Extend the passage about Henke's laser-light performance, picking up right after its final sentence.

Given text>
■ ■ ■ ■ ■

Although the press essentially calls Henke’s performance an advancement of the Pink Floyd laser-light show trope, the idea of spectacle is all but lost on me, as a single slither of light dots the massive screen. Before long, the room is submerged in dangerously low tones paired with panning drones and blistering snaps. Tumultuous, chest-shattering kicks strike and tumble half a breath behind the anchoring beat, as the two-dimensional, line-and-point-oriented lights shift into a generative and measured body of pivots and throbs.

■ ■ ■ ■ ■

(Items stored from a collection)
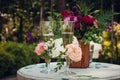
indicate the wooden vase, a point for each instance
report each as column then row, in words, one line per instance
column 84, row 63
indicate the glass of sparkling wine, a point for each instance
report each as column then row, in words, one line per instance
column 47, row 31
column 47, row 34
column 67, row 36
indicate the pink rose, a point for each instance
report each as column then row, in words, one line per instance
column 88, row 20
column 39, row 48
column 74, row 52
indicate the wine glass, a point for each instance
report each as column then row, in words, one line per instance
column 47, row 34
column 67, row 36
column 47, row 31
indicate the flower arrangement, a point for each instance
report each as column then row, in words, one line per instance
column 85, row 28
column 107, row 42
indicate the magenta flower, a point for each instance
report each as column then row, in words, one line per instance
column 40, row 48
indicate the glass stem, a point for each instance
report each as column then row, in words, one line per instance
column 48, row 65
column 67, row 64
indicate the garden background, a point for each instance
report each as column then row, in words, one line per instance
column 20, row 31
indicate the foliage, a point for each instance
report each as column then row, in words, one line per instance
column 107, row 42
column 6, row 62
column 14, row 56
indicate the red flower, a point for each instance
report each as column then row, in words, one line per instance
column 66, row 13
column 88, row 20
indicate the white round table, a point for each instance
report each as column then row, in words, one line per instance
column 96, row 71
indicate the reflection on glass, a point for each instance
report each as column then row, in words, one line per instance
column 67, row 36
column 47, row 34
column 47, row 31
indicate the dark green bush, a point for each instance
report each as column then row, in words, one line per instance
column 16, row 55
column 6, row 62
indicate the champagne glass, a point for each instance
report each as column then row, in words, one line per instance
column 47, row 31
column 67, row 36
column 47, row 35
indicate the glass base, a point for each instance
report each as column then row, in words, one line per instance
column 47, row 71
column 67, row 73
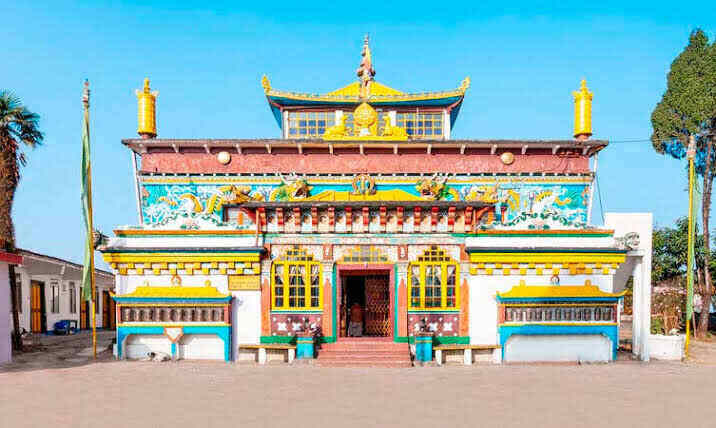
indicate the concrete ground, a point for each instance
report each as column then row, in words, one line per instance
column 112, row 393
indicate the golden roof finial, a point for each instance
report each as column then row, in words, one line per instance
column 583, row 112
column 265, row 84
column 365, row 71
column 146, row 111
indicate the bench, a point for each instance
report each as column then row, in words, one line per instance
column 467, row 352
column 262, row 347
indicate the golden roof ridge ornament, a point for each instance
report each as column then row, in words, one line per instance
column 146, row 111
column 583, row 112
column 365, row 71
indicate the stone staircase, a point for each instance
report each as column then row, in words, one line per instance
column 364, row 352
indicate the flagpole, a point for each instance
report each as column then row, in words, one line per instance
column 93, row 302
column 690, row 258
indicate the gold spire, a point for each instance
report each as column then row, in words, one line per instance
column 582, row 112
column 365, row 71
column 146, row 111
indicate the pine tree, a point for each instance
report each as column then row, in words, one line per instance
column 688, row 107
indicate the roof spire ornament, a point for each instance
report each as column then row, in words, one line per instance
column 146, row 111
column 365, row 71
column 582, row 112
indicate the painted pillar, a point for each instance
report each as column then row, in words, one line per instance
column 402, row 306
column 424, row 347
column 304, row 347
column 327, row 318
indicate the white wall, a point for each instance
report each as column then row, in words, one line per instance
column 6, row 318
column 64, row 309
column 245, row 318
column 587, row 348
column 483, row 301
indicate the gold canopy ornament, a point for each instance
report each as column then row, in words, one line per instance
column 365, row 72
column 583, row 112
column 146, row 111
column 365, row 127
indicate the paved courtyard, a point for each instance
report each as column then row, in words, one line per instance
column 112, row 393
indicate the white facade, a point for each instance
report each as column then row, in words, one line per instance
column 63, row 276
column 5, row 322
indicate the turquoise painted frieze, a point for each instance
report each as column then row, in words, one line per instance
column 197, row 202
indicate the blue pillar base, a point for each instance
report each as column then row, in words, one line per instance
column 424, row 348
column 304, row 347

■ ■ ■ ■ ■

Answer to this exercise>
I’ve always felt a romantic dystopianism in the sounds of dubstep, and Henke’s performance proves this to be more true than I initially thought. The fidelity-draining, form-twisting aspects of dub, applied to a firm beat pattern, is spectacular in its pinning-down of sonic qualities. Despite much of the “light show,” which was phenomenal in itself, the sound design is what strikes me the most: even as fog is expelled, bridging the lights toward an evolved three-dimensional prismatic shape, I am entranced by the uncanny valley-breaking sound objects employed by Henke.

Quickly after, The Haxan Cloak (real name Bobby Krlic) takes the stage for an intensely physical set. Through gauzes of white noise spiking suddenly into broad strokes of blatantly acoustic deconstructive scapes, my earplugs become a handy friend.